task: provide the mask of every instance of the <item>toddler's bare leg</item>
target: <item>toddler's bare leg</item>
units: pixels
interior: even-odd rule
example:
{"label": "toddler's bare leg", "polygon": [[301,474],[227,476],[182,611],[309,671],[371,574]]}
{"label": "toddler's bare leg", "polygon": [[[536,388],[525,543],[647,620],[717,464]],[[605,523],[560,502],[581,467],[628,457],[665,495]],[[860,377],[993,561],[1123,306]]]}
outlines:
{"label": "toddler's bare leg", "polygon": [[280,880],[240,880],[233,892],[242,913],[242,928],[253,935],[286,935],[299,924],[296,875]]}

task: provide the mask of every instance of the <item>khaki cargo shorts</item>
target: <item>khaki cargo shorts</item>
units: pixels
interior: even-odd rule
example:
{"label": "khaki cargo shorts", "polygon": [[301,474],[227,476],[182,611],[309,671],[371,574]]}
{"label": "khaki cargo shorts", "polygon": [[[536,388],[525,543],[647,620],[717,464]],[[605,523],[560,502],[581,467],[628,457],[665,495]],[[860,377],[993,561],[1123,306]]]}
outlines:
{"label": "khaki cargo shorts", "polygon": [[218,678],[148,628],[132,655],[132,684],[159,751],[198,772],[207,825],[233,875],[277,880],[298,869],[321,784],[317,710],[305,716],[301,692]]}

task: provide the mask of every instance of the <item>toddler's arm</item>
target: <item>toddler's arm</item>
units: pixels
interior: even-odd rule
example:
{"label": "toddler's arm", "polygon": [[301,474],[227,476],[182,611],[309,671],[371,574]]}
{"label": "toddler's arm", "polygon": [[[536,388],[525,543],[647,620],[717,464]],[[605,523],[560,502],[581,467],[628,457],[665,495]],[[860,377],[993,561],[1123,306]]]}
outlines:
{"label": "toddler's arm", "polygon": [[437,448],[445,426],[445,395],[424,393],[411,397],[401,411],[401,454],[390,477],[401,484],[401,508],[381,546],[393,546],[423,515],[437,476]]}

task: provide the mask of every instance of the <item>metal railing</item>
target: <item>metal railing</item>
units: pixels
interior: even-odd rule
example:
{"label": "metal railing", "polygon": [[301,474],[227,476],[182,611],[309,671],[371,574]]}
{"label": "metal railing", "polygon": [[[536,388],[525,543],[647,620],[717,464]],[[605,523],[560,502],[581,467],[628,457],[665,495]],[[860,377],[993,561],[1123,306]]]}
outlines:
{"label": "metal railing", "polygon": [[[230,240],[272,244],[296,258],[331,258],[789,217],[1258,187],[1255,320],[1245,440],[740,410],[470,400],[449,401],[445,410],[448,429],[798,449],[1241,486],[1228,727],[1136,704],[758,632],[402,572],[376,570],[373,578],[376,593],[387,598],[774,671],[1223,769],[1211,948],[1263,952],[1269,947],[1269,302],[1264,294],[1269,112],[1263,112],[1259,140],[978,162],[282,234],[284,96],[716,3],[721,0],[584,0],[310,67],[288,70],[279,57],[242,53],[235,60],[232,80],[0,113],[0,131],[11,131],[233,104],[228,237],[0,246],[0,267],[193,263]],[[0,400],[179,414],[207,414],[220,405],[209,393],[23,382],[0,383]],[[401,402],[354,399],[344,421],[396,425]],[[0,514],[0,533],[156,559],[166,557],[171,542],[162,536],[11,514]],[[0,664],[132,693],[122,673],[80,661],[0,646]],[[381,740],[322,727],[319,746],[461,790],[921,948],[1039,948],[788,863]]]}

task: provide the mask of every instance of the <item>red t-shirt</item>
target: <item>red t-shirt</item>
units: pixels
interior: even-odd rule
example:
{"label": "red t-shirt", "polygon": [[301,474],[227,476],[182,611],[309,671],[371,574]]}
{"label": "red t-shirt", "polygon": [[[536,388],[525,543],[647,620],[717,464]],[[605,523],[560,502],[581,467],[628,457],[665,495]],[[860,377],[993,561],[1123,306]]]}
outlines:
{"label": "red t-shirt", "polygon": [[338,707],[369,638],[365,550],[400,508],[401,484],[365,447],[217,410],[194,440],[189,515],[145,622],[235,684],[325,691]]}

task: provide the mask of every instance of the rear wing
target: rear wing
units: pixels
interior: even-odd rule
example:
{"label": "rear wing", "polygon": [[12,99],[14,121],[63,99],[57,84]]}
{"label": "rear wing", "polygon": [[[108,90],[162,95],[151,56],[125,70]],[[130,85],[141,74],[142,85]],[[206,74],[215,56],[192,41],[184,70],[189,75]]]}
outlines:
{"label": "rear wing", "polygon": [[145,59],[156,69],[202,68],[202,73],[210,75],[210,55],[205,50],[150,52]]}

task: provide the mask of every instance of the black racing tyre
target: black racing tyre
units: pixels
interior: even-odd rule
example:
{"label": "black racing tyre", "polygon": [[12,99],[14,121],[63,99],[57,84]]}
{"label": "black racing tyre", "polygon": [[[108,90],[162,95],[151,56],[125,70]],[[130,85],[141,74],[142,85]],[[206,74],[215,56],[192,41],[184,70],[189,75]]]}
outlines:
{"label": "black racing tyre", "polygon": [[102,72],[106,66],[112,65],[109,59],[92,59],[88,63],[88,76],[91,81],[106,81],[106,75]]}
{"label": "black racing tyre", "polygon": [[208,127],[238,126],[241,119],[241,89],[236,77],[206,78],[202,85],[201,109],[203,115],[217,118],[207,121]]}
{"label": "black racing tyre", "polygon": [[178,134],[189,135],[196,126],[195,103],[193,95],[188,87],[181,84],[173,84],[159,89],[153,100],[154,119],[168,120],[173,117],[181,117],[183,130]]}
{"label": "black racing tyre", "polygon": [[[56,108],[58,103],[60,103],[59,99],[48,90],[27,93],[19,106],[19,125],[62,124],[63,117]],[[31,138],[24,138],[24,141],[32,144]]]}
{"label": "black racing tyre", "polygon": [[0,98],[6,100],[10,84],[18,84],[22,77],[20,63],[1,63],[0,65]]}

★ ★ ★ ★ ★ ★ ★

§ What is being asked
Count the lines in the material above that contain the string "wing", matching case exactly, and reply with only that number.

§ Answer
5